_RECORDS FOR PROCESSING_
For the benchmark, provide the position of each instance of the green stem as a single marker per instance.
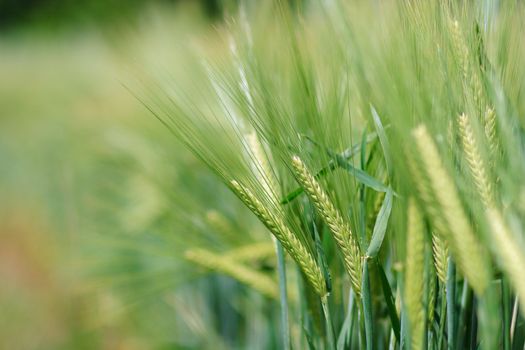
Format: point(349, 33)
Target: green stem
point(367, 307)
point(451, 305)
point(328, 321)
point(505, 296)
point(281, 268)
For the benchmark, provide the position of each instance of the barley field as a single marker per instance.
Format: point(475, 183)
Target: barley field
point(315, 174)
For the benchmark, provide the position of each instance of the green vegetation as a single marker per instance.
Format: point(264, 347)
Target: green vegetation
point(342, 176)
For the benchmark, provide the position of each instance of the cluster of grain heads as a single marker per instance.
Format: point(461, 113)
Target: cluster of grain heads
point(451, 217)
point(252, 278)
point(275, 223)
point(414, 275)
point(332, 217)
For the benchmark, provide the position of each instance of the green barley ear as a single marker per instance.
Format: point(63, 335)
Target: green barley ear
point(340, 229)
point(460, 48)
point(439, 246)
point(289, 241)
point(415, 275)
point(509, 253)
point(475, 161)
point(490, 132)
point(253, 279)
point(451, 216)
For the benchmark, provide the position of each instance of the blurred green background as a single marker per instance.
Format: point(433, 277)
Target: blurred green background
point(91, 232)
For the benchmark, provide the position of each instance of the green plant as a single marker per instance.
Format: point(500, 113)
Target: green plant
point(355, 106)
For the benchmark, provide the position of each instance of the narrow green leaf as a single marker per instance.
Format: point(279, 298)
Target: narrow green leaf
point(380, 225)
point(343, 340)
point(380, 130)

==

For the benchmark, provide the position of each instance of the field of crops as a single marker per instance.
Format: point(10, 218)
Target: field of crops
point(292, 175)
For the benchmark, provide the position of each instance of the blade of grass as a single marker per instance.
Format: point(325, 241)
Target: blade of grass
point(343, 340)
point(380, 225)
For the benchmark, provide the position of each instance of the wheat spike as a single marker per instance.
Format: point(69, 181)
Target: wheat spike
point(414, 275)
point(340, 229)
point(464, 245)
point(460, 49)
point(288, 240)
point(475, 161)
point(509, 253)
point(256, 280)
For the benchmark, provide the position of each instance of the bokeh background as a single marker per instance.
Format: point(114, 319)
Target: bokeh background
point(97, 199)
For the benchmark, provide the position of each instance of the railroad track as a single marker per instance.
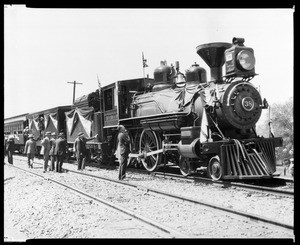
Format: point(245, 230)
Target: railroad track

_PROBLEM TO WORK ON_
Count the lines in the records that contain the string "cluster", matching uppercase and lowercase exactly, and give only the number.

_OUTPUT_
2